------ Data supplied

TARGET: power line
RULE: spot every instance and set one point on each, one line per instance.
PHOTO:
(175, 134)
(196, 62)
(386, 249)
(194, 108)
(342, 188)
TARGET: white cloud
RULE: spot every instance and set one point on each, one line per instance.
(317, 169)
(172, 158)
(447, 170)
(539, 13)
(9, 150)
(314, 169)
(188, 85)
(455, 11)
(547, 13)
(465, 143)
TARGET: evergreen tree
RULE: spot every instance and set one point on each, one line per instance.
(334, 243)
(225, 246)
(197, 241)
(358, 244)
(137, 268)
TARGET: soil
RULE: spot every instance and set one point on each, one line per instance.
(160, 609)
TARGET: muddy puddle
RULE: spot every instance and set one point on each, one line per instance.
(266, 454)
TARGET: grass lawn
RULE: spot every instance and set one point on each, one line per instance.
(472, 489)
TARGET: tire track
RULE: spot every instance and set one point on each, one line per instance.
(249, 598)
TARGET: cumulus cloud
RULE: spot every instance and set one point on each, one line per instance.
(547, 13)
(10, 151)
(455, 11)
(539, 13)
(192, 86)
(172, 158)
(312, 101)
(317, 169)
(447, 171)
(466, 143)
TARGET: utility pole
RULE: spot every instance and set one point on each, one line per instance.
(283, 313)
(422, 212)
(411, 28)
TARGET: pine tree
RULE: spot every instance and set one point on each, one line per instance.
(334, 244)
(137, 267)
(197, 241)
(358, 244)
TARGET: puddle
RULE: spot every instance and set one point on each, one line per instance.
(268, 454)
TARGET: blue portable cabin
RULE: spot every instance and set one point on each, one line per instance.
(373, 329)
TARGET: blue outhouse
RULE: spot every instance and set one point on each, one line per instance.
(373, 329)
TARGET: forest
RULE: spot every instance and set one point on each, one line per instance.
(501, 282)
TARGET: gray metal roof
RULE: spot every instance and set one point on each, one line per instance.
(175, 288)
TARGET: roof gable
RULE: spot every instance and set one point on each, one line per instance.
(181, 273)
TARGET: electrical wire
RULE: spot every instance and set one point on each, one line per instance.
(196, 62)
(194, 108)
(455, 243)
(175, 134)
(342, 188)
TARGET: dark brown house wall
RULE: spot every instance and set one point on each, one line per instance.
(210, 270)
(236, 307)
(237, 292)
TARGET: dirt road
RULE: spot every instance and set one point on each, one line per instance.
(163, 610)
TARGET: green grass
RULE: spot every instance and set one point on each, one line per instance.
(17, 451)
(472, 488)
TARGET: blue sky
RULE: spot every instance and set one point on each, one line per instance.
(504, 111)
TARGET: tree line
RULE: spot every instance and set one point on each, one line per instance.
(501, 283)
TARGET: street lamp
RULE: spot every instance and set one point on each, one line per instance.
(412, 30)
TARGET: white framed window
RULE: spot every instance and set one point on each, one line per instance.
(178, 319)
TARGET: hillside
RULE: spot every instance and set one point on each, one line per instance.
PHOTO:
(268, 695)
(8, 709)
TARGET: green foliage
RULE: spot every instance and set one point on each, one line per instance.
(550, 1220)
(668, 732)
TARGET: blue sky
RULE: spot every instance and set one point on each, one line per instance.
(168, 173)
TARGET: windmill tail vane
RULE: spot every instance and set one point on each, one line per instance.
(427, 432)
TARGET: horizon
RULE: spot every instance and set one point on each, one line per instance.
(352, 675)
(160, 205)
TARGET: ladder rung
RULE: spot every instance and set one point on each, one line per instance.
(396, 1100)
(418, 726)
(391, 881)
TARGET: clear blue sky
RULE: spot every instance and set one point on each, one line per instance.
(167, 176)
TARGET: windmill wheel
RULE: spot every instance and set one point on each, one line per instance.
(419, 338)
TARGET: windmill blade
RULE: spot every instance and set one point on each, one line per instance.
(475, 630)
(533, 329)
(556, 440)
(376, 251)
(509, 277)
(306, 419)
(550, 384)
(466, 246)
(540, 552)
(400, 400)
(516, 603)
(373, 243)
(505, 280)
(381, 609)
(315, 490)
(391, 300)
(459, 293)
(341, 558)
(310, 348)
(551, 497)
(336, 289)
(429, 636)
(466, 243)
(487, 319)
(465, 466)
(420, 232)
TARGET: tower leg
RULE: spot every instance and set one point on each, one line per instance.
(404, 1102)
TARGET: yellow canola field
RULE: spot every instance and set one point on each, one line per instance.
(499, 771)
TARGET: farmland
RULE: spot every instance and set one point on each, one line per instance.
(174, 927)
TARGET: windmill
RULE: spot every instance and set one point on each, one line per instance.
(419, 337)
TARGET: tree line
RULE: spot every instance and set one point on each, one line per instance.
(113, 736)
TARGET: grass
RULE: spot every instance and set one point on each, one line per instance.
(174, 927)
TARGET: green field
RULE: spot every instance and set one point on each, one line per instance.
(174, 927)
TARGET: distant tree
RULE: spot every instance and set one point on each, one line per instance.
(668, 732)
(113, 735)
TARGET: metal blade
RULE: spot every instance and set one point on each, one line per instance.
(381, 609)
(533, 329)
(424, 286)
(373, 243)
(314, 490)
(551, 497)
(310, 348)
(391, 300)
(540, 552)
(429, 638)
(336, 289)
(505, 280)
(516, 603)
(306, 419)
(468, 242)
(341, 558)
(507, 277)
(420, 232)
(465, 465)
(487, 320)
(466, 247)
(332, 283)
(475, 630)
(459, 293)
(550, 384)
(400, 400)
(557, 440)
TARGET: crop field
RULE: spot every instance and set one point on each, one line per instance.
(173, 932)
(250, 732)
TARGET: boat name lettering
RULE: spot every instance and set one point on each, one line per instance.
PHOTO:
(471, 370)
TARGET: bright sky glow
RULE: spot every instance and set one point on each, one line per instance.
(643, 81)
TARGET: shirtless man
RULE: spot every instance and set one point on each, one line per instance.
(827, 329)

------------

## [Assignment]
Please transcribe the records in full, keeping every word as it is.

## [Answer to this task]
TARGET: power line
RULE: spot every instance and set one point on each, one line per instance.
PHOTO:
(175, 134)
(196, 62)
(386, 249)
(194, 108)
(342, 188)
TARGET: white cloud
RULE: spot every instance and set one point on each, one line per instance.
(317, 169)
(172, 158)
(447, 170)
(539, 13)
(9, 150)
(314, 169)
(188, 85)
(455, 11)
(547, 13)
(465, 143)
TARGET: evergreen tree
RULE: spot every instance and set one point on each, one line per instance.
(334, 243)
(225, 246)
(197, 241)
(358, 244)
(137, 268)
TARGET: soil
RULE: spot every instance and set one point on each, one line per instance.
(160, 609)
TARGET: muddy puddle
RULE: spot every instance and set one point on each, one line per instance.
(266, 454)
TARGET: grass lawn
RULE: spot every instance and set one point on each, one line per instance.
(472, 489)
TARGET: tire track
RULE: spot every instance and set one point on each, one line per instance.
(249, 598)
TARGET: cumulus cloud
RULE: spot every instance and set one point on each, one line per instance.
(547, 13)
(10, 151)
(455, 11)
(539, 13)
(192, 86)
(172, 158)
(312, 101)
(317, 169)
(447, 171)
(466, 143)
TARGET: utility pole
RULE: spot every instance and set one point on each, one line per instance.
(283, 313)
(422, 212)
(411, 28)
TARGET: pine tree
RULE: spot every instance and set one point on each, one line per instance.
(334, 244)
(137, 267)
(197, 241)
(358, 244)
TARGET: puddle
RULE: spot every instance and set one point on each, one line per instance.
(268, 454)
TARGET: blue portable cabin
RULE: spot every instance and set one point on each, one line per instance.
(373, 329)
TARGET: blue outhouse
RULE: spot every instance and set one point on each, one line per instance.
(373, 329)
TARGET: forest
RULE: spot every instance and set one point on each, one line per instance.
(501, 282)
TARGET: gray metal roof
RULE: spot every instance and set one point on each, one line per instance.
(175, 288)
TARGET: roof gable
RULE: spot every instance and set one point on each, one line per instance.
(181, 273)
TARGET: electrical wire
RULE: spot every instance and set one point on each, one line per instance.
(196, 62)
(194, 108)
(455, 243)
(175, 134)
(342, 188)
TARGET: dark brown house wall
RULE: spot every instance and set one point on each, one line per instance.
(210, 270)
(236, 307)
(237, 292)
TARGET: dirt road
RULE: spot every instance and set one point on each, one line per instance.
(163, 610)
TARGET: green grass
RULE: spot every instance and set one point on each, one line per instance.
(17, 451)
(472, 488)
TARGET: blue sky
RULE: spot every instance and set one point on each, one line per instance.
(504, 111)
TARGET: tree line
RULE: spot every instance and set one point on each, one line per instance.
(501, 283)
TARGET: street lamp
RULE: spot every instance and set one point on each, one line per instance.
(412, 30)
TARGET: white framed window
RULE: spot every instance and set one point on each, one line per instance.
(178, 319)
TARGET: hillside
RULE: spot every instance and set one point on each, one line per instance.
PHOTO:
(268, 695)
(8, 709)
TARGET: green foliage
RULE: spot every instance and set one point on each, one line per instance.
(550, 1220)
(668, 732)
TARGET: blue sky
RULE: spot every instance and set one point on each, one line per instance.
(168, 173)
TARGET: windmill tail vane
RULE: spot every instance and set one point on each, one line per instance.
(427, 432)
TARGET: horizon
RULE: spot every instance and set one point on each, one line per instance.
(352, 675)
(160, 205)
TARGET: ladder rung
RULE: spot every instance and set one point on each, one line per instance.
(396, 1100)
(418, 726)
(391, 881)
TARGET: clear blue sky
RULE: spot every instance and set one point on each, one line per instance.
(167, 176)
TARGET: windmill wheel
RULE: spot every instance and set one point on each, one line per instance.
(419, 338)
TARGET: windmill blade
RULE: spot every instance and set one point on each, one line per instance.
(475, 630)
(533, 329)
(556, 440)
(376, 251)
(509, 277)
(306, 419)
(550, 384)
(466, 246)
(540, 552)
(400, 400)
(516, 603)
(373, 243)
(505, 280)
(381, 609)
(315, 490)
(391, 300)
(459, 293)
(341, 558)
(310, 348)
(551, 497)
(336, 289)
(429, 636)
(466, 243)
(487, 319)
(465, 466)
(420, 232)
TARGET: tower leg
RULE: spot every instance and set one point on each, one line per instance.
(404, 1102)
TARGET: yellow canola field
RULE: spot every instance and set one point on each, one line per instance.
(499, 771)
TARGET: farmland
RULE: spot every instance and set one point on each, one line per instance.
(174, 927)
TARGET: windmill
RULE: spot every instance and set one point on each, one line per instance.
(419, 337)
TARGET: tree line
RULE: spot every instance and set one point on each, one line per instance.
(113, 736)
TARGET: grass
RULE: spot every instance and set one point on each, one line per instance.
(174, 927)
TARGET: green field
RULE: spot every instance and set one point on each, one line per instance.
(174, 927)
TARGET: distant tree
RULE: spot every instance and set one point on each, one line per instance.
(668, 732)
(113, 735)
TARGET: metal blade
RULE: spot every instance and set one point on each, one line per instance.
(381, 609)
(533, 329)
(424, 286)
(373, 243)
(314, 490)
(551, 497)
(310, 348)
(391, 300)
(540, 552)
(429, 638)
(336, 289)
(505, 280)
(516, 603)
(306, 419)
(468, 242)
(341, 558)
(507, 277)
(420, 232)
(465, 465)
(487, 320)
(466, 247)
(332, 283)
(475, 630)
(459, 293)
(550, 384)
(400, 400)
(557, 440)
TARGET: crop field
RULE: spot every instance and set one point on each, one line per instance.
(173, 932)
(250, 732)
TARGET: boat name lettering
RULE: spot every instance and set one point on each, one line per instance.
PHOTO:
(471, 370)
TARGET: bright sky glow
RULE: spot every instance and set one point on each, one line per instance.
(643, 81)
TARGET: shirtless man
RULE: spot every instance and set one point on each, one line per instance.
(827, 329)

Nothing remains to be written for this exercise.